## [TEXT UNDER STUDY]
Science

Stick The Landing: Microbots Utilize Bees’ Ability To Perch

In the natural world, almost all flying creatures conserve their energy from time to time by going into a resting state at specific intervals. Engineers would love to take, specifically, the bees’ static technology used to “perch,” and apply it to a specialized energy-conservation method in drones.

Stick The Landing: Microbots Utilize Bees' Ability To Perch
Source: Pixabay

Robot Bees – Hover Drones Could Cover Crises

The real world applications for human civilization and development are endless. These hovering little drone bots could potentially be sent into extremely dangerous situations where a normal robot or human cannot enter — such as natural disasters like wildfires and hurricanes or monitoring air safety and water pollution after an oil spill, for example — but they cannot perform their desired duties if they do not have a sustainable energy source.

If the drone could perch, it would not have to hover all the time. It could flutter from one surface to another, collecting data and recording observations. This allows the artificial intelligence to rest, conserve energy, and perhaps even recharge itself along the way. While this is all in the early stages of research, development and application, the possibilities are endless.

Here is the exciting and terrifying update: in a very recent study, published Thursday in Science, researchers from Harvard University revealed a robot with perching power: the RoboBee. While the mini-drone was actually designed in 2013, the addition of a sticky patch could make it much more efficient and effective at its job.

Another example of this new technology can be seen here, in the oddly saucer shaped bot: this jumping, squishy robot that looks like a tiny UFO.

I’m Squishing Up My Baby Bumblebee, Won’t My Momma Be So Proud of Me

Biological Technologies, and perching specifically, have been studied for some time, but transferring the innate knowledge of a living being into the artificial intelligence of technology for modern day real-world uses can be quite a challenge. Hence, the brilliant minds that conduct important research and development as well as work in applied sciences.

In a statement, co-author Kevin Ma, a post-doc at the Harvard John A. Paulson School of Engineering and Applied Sciences and the Wyss Institute said, “A lot of different animals use perching to conserve energy, but the methods they use to perch, like sticky adhesives or latching with talons, are inappropriate for a paperclip-size nano/microbot, as they either require intricate systems with moving parts or high forces for detachment.”

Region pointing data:

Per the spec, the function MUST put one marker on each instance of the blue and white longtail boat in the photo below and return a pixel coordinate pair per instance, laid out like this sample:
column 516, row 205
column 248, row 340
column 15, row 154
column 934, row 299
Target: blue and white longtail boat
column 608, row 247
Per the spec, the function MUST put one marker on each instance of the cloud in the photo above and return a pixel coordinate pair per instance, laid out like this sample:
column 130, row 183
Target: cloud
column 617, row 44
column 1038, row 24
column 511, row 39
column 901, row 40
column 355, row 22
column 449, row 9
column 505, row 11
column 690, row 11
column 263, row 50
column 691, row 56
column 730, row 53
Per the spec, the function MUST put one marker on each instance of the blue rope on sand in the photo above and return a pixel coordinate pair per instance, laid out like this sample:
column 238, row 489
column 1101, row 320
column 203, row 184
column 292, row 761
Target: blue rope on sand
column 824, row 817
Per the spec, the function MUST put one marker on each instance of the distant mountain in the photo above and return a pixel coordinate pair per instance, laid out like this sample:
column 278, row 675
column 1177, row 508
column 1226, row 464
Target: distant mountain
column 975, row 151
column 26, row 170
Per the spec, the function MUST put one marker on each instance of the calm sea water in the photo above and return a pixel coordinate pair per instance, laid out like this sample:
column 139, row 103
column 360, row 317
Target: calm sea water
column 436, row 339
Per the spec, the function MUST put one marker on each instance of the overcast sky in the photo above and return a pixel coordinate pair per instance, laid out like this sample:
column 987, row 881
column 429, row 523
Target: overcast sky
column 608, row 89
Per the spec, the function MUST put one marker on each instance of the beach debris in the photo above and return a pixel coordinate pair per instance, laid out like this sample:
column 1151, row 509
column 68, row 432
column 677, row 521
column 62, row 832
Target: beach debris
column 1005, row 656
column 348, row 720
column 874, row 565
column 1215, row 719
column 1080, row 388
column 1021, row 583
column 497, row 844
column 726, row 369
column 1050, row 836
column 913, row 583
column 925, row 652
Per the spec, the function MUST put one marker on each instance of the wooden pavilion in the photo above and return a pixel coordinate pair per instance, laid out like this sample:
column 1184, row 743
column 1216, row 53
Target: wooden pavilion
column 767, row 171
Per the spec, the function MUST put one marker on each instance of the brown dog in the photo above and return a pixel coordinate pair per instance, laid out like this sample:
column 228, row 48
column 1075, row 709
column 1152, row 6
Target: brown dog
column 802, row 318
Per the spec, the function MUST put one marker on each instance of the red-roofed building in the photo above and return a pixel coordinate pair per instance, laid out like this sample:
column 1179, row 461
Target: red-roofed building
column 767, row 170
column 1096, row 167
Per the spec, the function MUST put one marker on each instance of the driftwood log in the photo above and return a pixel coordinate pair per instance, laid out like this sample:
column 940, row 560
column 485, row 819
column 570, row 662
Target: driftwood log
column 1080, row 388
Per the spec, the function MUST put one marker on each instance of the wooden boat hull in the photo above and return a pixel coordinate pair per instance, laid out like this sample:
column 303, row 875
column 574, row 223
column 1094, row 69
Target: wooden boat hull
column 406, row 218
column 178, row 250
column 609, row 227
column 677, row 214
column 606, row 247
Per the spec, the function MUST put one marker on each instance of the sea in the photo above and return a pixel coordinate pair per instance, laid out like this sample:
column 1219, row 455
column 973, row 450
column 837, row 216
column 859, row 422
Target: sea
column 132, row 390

## [WORK TASK]
Rewrite the article on perching microbots, beginning at "If the drone" and stopping after "possibilities are endless.", with "flutter" changed to "glide".

## [EXPECTED ANSWER]
If the drone could perch, it would not have to hover all the time. It could glide from one surface to another, collecting data and recording observations. This allows the artificial intelligence to rest, conserve energy, and perhaps even recharge itself along the way. While this is all in the early stages of research, development and application, the possibilities are endless.